_RECORDS TO USE_

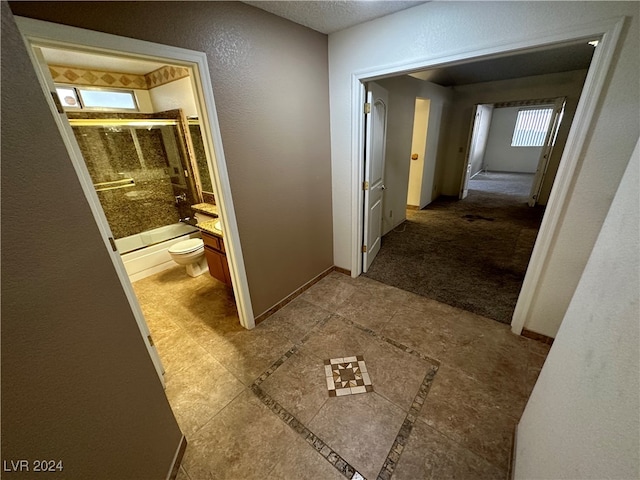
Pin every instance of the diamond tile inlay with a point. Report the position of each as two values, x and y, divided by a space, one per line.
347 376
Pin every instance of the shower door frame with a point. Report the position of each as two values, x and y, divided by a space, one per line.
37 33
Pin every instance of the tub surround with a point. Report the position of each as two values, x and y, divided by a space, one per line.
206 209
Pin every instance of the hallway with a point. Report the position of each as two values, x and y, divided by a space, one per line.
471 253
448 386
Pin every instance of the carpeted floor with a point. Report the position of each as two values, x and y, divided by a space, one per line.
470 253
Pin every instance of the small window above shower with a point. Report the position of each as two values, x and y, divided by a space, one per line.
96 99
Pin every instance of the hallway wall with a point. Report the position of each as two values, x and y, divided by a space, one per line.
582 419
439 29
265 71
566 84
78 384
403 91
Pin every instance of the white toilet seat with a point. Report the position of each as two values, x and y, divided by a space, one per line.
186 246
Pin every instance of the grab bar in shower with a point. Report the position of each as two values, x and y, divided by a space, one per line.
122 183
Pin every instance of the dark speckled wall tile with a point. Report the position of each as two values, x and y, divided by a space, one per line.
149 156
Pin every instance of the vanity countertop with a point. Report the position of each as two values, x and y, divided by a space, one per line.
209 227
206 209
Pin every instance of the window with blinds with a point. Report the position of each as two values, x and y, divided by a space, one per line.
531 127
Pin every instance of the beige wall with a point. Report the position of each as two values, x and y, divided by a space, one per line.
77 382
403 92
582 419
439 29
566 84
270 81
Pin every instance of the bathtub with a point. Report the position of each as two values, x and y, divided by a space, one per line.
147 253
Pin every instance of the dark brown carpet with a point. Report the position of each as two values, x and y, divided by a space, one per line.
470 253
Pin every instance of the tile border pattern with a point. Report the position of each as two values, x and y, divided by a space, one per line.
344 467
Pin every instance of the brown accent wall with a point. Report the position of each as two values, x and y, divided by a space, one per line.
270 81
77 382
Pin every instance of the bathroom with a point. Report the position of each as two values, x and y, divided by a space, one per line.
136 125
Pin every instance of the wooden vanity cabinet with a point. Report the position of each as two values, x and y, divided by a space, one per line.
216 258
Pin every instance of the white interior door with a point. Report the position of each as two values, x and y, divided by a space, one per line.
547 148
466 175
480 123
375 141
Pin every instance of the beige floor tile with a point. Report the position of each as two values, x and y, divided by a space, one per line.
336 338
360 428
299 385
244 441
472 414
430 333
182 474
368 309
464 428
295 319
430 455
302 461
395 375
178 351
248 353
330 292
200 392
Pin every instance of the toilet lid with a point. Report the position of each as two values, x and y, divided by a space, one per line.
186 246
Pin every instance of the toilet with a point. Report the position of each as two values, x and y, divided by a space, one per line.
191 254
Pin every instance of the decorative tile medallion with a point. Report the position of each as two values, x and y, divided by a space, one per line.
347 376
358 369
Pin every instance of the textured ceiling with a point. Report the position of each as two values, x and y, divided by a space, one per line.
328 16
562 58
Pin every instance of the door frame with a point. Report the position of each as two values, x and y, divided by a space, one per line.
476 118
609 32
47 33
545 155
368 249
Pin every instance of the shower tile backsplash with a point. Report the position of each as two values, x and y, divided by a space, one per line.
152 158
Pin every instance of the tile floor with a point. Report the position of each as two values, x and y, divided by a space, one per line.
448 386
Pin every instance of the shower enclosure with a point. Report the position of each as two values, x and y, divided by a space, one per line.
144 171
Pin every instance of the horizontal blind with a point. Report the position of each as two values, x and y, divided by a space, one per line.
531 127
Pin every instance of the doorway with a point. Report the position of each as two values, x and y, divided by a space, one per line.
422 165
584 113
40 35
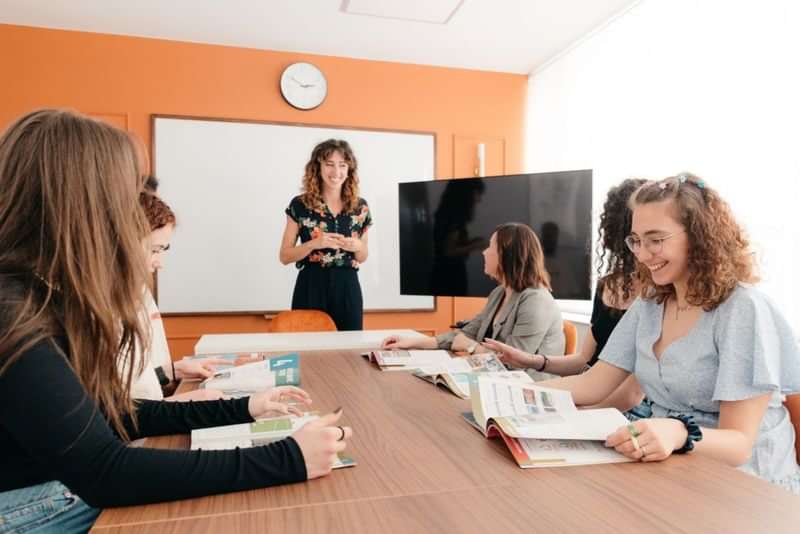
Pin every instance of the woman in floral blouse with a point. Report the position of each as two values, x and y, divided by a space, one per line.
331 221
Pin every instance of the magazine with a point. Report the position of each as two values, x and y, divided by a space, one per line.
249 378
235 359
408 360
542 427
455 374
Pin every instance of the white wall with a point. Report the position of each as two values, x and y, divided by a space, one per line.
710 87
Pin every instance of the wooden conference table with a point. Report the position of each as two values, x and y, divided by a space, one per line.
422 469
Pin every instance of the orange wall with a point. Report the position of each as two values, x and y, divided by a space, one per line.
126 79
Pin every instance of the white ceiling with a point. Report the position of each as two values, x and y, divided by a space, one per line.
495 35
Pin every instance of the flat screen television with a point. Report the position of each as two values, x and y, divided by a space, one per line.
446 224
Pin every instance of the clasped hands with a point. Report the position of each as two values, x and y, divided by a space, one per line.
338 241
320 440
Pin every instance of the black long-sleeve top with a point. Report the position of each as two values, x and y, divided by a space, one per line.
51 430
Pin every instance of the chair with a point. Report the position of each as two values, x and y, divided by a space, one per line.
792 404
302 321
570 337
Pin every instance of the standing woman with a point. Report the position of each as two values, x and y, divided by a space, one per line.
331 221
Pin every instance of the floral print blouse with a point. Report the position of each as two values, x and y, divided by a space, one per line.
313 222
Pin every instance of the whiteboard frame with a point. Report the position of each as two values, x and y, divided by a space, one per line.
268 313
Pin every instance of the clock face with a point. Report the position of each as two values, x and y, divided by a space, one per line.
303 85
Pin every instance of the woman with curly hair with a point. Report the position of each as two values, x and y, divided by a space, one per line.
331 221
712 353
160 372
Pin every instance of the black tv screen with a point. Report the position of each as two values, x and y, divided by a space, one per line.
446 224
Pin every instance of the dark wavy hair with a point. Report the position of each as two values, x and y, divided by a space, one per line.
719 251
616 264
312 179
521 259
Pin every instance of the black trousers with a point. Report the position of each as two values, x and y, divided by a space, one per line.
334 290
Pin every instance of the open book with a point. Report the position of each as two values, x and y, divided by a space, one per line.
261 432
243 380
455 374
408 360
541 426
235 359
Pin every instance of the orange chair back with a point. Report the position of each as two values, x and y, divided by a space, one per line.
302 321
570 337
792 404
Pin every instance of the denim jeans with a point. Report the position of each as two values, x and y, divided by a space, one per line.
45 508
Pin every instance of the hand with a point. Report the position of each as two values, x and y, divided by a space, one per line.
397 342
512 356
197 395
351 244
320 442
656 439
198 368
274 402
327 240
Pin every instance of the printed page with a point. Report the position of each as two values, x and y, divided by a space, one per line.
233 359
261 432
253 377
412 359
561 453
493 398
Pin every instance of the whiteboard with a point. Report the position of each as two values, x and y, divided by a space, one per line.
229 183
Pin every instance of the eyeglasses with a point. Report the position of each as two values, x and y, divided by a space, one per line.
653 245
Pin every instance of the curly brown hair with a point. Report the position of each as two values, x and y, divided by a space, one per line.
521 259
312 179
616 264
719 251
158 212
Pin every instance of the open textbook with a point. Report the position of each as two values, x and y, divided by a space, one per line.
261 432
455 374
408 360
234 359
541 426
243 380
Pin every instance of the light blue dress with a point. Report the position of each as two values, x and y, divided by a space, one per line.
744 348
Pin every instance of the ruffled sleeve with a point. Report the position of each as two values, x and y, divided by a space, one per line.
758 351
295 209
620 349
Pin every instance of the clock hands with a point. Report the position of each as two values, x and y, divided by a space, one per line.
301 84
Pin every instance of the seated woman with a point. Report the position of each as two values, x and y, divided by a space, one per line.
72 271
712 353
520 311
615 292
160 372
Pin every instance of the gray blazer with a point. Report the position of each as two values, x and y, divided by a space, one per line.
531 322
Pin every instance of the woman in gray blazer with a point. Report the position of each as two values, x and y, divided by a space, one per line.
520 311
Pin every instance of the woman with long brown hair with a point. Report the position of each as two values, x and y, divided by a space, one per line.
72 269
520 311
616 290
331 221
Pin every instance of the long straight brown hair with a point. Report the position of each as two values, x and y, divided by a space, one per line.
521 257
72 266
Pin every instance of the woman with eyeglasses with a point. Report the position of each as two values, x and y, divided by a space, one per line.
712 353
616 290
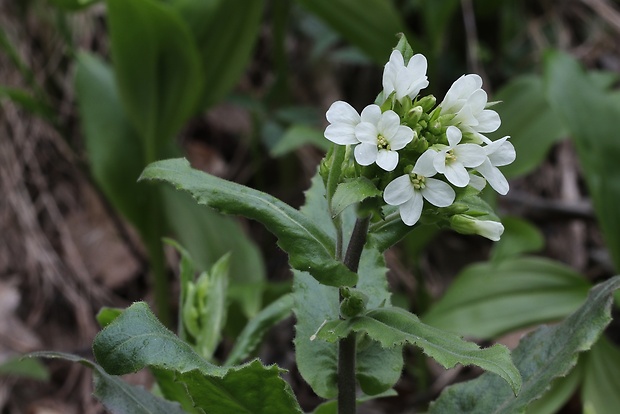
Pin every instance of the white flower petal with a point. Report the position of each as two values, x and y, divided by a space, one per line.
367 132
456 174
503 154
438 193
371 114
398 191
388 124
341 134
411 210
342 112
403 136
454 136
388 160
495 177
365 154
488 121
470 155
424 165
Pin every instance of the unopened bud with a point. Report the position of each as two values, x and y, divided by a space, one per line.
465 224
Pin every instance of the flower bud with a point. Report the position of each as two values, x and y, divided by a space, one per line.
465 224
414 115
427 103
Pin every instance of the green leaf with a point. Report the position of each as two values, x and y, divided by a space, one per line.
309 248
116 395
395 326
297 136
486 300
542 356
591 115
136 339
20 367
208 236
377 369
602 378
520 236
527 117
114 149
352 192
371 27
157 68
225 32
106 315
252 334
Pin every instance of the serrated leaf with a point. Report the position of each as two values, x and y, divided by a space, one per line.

_TASK INSTRUCTIONS_
Copy out exactly the lines running from the line with "Pin every instance of the flower" to the end of the records, inclusive.

_PROBLEM SOLUTION_
Pin every instance of the flower bud with a point. Report the position of each as two values, x and y, divided by a space, one per line.
465 224
414 115
427 103
Pin every instance of the green leaf with a point. Report the position of each as two values, x and y, divided by a space, one per line.
309 248
116 395
395 326
297 136
486 300
542 356
591 115
136 339
20 367
208 236
377 369
602 378
520 236
527 117
114 149
352 192
371 27
157 68
225 32
106 315
252 334
Pin every instance of the serrated leaf with a point. Report the position of each as two values, x and y, divided by a space, one per line.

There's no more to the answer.